-- PROVIDED RECORDS follows --

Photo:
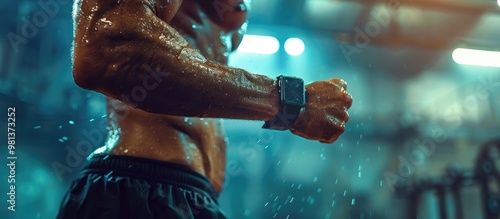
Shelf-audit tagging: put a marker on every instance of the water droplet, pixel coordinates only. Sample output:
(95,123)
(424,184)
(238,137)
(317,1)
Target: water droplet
(109,174)
(192,55)
(97,179)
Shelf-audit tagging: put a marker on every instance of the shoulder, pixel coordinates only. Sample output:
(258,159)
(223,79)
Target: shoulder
(229,14)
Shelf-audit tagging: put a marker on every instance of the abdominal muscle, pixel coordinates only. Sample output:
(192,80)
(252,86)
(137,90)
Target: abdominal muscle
(198,143)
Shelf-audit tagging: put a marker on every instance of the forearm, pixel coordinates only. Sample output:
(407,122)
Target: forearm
(145,62)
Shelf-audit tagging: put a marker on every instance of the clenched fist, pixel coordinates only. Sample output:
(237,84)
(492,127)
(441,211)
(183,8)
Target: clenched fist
(324,116)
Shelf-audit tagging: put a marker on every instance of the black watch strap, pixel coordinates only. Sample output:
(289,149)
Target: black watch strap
(292,99)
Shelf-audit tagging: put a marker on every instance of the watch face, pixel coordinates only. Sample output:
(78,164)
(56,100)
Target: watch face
(293,91)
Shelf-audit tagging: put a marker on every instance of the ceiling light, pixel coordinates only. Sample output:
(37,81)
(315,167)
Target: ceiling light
(259,44)
(476,57)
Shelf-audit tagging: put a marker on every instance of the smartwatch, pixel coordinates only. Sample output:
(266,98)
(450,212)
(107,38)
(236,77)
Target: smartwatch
(292,99)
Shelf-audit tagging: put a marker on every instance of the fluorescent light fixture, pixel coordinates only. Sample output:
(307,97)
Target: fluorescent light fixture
(259,44)
(294,46)
(476,57)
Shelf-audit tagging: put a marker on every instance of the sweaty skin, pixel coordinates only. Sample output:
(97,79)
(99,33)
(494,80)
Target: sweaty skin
(162,66)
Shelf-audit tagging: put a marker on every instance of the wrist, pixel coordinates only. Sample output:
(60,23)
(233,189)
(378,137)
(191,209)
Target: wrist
(291,99)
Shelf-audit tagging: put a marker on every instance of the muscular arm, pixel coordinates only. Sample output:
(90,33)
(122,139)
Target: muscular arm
(123,50)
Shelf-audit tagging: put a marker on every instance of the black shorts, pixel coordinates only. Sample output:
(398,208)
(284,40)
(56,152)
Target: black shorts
(113,186)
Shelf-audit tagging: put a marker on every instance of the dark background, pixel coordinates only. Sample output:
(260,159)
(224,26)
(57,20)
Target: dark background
(395,55)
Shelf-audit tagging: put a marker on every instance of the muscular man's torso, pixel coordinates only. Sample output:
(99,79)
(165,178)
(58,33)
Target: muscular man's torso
(196,142)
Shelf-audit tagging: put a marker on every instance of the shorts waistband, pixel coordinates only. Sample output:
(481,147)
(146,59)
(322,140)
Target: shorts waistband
(151,170)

-- PROVIDED RECORDS concluded --

* WORK TASK: Your copy of the entries above must be exact and must not include pictures.

* SOLUTION TO THE PROBLEM:
Photo:
Shelf-audit tagging: put a marker on every instance of the water droplet, pixel coordinates only. Sample output:
(95,123)
(424,184)
(238,137)
(317,1)
Target: water droplet
(109,174)
(192,55)
(97,179)
Shelf-audit tagging: put a marker on every instance of the shoulder, pixel coordinates only. Sample output:
(258,159)
(223,79)
Target: shoulder
(229,14)
Shelf-audit tagging: put a marker on every instance of the abdominal muscle, pixel coordinates only. Sample output:
(192,80)
(252,86)
(137,90)
Target: abdominal muscle
(198,143)
Shelf-audit tagging: put a marker on every instance of the forearm, pixel coordinates only. Sample output:
(407,122)
Target: forearm
(145,62)
Shelf-audit tagging: put a marker on every instance of the clenched fist, pixel coordinates only. Sample output:
(237,84)
(492,127)
(441,211)
(183,8)
Target: clenched fist
(324,116)
Shelf-audit tagging: put a marker on every instance of the black watch strap, pixel coordinates only. Sample output:
(289,149)
Target: black watch strap
(292,99)
Shelf-audit tagging: put a marker on every instance of the watch face, pixel coordinates only. Sample output:
(78,164)
(56,100)
Target: watch face
(293,91)
Shelf-audit tagging: put a marker on every instance of the ceiling light, pixel coordinates only. Sample output:
(37,81)
(315,167)
Target: ceiling light
(259,44)
(476,57)
Shelf-audit tagging: put a marker on every instance of the smartwatch, pixel coordinates only. Sample output:
(266,98)
(450,212)
(107,38)
(236,77)
Target: smartwatch
(292,99)
Shelf-audit tagging: put a marker on every instance of the fluorescent light fixture, pixel coordinates only. Sample output:
(307,97)
Target: fluorescent light fixture
(259,44)
(294,46)
(476,57)
Shelf-audit tagging: put a marker on every instance of the sweaty skin, pixel coordinates only. Sample output:
(97,79)
(99,33)
(494,80)
Target: sweaty skin
(162,66)
Shelf-audit tagging: put a marker on every instance of the wrist, pixel coordinates only. Sample output:
(60,23)
(233,189)
(378,137)
(191,209)
Target: wrist
(291,99)
Shelf-audit tagging: put a marker on every instance of the muscular arm, pixel coordinates only. Sample output:
(90,33)
(122,139)
Target: muscular arm
(123,50)
Shelf-audit tagging: put a marker on every instance of the black shorts, pixel coordinates only. Sample output:
(398,208)
(284,40)
(56,152)
Target: black shorts
(113,186)
Shelf-audit tagging: put a marker on every instance of the dark background, pixel coordinates only. Sample output:
(260,159)
(224,26)
(57,20)
Target: dark background
(395,55)
Shelf-audit tagging: put a marker on every instance of the muscular man's torso, pixel coordinates only. Sample output:
(99,79)
(165,178)
(58,33)
Target: muscular man's torso
(196,142)
Shelf-audit tagging: put a marker on every instance of the shorts waistband, pixel coordinates only. Sample output:
(481,147)
(146,59)
(322,140)
Target: shorts waistband
(151,170)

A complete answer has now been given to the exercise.